» **Exercise description**: Gather every line in the entries below that contains the word "tarmac", and copy each one out.

====== Supplied records

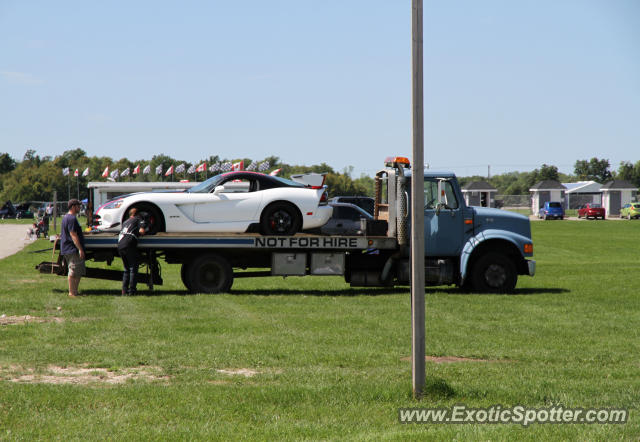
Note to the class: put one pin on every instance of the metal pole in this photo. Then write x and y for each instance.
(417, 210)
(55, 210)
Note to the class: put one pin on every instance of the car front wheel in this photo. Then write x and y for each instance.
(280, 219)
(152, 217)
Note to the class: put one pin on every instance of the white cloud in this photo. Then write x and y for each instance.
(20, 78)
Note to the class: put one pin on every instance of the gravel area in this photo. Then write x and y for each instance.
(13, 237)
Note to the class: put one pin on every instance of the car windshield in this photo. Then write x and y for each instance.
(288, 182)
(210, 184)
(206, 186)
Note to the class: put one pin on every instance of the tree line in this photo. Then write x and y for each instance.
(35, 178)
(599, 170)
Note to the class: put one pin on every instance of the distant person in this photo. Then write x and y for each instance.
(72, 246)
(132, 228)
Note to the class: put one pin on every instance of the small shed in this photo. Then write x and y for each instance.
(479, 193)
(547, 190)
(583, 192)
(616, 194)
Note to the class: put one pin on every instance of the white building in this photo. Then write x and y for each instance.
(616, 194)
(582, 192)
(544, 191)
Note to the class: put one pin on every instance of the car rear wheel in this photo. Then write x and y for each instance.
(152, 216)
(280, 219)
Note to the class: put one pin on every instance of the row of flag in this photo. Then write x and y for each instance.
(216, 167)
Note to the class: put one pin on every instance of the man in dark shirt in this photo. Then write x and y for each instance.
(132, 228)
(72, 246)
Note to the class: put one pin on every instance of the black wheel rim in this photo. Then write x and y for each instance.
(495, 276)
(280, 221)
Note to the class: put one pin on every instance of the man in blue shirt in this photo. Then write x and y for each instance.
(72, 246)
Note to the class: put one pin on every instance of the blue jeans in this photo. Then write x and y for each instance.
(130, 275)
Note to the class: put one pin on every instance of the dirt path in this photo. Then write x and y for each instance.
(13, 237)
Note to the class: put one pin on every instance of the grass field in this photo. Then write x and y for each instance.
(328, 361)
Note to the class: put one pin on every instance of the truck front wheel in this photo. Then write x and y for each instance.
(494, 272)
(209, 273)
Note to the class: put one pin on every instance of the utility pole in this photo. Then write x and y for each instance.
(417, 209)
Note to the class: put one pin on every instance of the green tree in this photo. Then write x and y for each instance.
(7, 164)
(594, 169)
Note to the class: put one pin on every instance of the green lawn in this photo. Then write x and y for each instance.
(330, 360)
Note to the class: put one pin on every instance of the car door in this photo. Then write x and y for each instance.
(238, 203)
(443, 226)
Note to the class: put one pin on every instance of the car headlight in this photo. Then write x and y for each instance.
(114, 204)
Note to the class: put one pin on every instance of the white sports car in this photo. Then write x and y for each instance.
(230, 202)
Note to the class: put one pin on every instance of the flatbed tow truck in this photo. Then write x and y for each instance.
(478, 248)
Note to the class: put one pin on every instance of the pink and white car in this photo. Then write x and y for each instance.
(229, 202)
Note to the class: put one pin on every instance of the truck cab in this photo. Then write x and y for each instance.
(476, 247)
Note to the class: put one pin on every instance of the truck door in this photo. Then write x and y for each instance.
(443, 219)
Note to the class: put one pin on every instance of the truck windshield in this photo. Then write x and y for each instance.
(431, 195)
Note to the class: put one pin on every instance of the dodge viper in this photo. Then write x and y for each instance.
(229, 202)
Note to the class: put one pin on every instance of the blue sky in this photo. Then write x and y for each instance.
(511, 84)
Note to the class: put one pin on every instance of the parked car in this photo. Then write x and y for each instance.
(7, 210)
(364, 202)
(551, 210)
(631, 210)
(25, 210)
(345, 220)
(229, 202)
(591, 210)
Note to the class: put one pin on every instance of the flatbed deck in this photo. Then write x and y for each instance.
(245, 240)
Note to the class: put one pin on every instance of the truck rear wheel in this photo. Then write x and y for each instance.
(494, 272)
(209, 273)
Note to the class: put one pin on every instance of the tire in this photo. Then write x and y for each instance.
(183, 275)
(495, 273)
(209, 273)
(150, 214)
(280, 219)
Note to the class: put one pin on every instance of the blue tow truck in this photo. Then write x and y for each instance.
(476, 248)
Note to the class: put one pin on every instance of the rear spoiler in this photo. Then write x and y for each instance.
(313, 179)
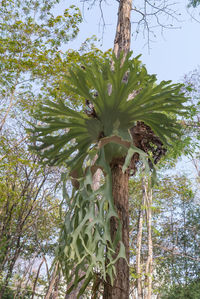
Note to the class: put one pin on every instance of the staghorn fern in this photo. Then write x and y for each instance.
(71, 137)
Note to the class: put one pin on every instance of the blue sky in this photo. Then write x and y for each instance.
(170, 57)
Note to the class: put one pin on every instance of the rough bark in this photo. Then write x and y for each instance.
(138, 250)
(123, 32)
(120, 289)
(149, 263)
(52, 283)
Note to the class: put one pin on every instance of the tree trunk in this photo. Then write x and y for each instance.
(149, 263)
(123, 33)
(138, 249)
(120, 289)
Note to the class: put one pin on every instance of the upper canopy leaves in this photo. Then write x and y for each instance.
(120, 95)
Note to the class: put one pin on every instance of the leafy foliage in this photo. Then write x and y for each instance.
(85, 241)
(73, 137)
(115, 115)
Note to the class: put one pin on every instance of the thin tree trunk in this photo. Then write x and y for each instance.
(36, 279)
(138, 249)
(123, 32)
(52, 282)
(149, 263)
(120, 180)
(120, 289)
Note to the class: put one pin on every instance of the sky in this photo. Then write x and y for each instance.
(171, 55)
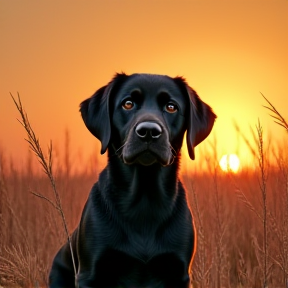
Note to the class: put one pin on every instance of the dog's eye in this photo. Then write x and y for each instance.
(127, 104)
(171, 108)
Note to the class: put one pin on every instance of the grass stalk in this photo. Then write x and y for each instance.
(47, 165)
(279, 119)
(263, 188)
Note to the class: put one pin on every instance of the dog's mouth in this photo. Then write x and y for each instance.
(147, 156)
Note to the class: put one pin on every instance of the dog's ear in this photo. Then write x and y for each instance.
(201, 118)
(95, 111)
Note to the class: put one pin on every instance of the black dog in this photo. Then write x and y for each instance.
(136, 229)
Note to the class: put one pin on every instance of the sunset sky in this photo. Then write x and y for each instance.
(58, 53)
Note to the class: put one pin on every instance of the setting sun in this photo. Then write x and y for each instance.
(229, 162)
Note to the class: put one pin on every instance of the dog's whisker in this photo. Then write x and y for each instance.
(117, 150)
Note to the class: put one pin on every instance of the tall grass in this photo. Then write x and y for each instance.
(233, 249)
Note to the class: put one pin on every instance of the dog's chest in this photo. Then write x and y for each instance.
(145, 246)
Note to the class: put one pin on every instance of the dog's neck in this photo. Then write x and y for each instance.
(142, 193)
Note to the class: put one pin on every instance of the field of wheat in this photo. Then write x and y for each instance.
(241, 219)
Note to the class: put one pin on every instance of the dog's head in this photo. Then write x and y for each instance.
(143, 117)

============
====== Supplied records

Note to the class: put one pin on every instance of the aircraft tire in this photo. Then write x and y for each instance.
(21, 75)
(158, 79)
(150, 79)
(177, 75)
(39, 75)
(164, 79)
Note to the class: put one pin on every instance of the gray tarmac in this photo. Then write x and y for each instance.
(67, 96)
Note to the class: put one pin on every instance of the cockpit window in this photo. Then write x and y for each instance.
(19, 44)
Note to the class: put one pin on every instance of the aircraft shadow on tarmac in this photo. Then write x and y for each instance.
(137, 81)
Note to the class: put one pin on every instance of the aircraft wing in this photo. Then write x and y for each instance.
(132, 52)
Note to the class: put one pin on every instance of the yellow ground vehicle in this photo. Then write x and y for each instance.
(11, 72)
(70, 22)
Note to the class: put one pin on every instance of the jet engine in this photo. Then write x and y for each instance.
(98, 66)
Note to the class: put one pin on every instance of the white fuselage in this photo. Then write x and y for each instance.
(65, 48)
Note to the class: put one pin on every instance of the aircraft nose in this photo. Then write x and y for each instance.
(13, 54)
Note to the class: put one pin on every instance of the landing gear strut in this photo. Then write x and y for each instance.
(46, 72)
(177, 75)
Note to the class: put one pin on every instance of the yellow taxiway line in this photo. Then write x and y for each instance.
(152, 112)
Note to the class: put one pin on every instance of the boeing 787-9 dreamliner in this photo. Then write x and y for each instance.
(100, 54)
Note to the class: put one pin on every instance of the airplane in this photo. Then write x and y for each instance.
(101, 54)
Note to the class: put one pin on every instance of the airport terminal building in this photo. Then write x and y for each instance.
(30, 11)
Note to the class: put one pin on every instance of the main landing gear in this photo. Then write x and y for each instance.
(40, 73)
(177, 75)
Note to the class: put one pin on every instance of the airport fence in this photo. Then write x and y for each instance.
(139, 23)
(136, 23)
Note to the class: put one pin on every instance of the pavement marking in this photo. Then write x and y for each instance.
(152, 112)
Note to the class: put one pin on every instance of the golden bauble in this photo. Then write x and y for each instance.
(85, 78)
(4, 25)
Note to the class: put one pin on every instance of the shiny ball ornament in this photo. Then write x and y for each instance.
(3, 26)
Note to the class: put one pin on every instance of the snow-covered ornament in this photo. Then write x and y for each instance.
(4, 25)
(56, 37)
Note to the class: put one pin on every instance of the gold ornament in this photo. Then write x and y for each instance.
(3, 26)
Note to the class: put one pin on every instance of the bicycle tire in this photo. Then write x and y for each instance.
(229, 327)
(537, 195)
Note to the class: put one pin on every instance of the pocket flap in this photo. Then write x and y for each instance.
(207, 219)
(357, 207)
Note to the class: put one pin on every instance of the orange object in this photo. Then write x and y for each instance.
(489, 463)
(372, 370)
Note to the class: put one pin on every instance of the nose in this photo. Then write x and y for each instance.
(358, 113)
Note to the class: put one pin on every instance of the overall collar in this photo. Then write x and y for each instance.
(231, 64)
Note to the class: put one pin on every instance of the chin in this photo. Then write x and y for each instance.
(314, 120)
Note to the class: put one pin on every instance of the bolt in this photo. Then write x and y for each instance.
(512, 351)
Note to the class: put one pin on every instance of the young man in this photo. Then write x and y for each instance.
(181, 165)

============
====== Supplied records

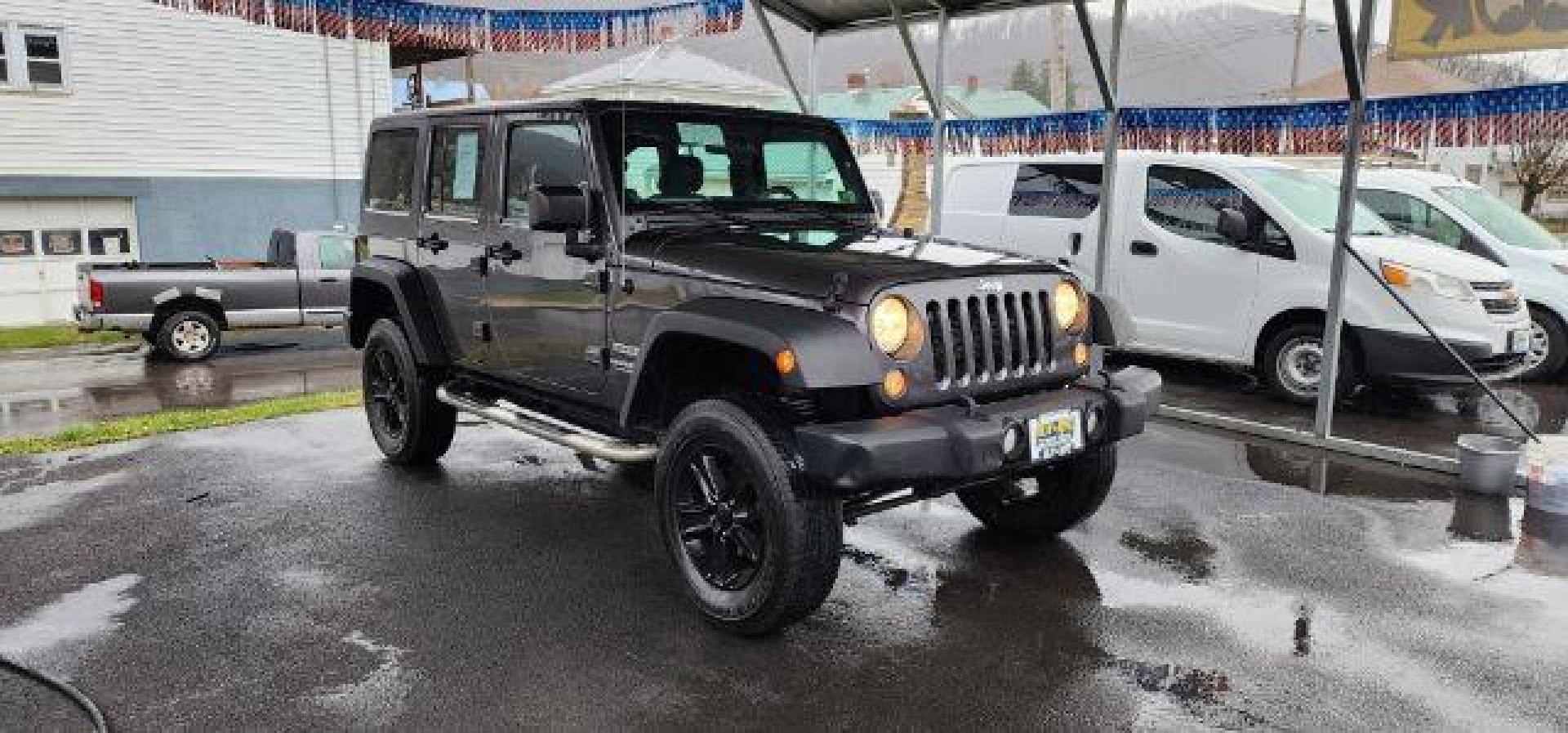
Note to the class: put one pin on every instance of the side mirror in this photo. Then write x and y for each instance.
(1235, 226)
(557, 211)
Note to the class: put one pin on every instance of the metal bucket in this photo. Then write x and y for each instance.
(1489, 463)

============

» **Solution to this problem**:
Note to the class: put one pin on every instance of the gray tarmac in this photo. Then write x and y for each instance.
Note to the class: put one pin on every instance of the aircraft shadow on tarmac in this photo. Then write x and y for each instance.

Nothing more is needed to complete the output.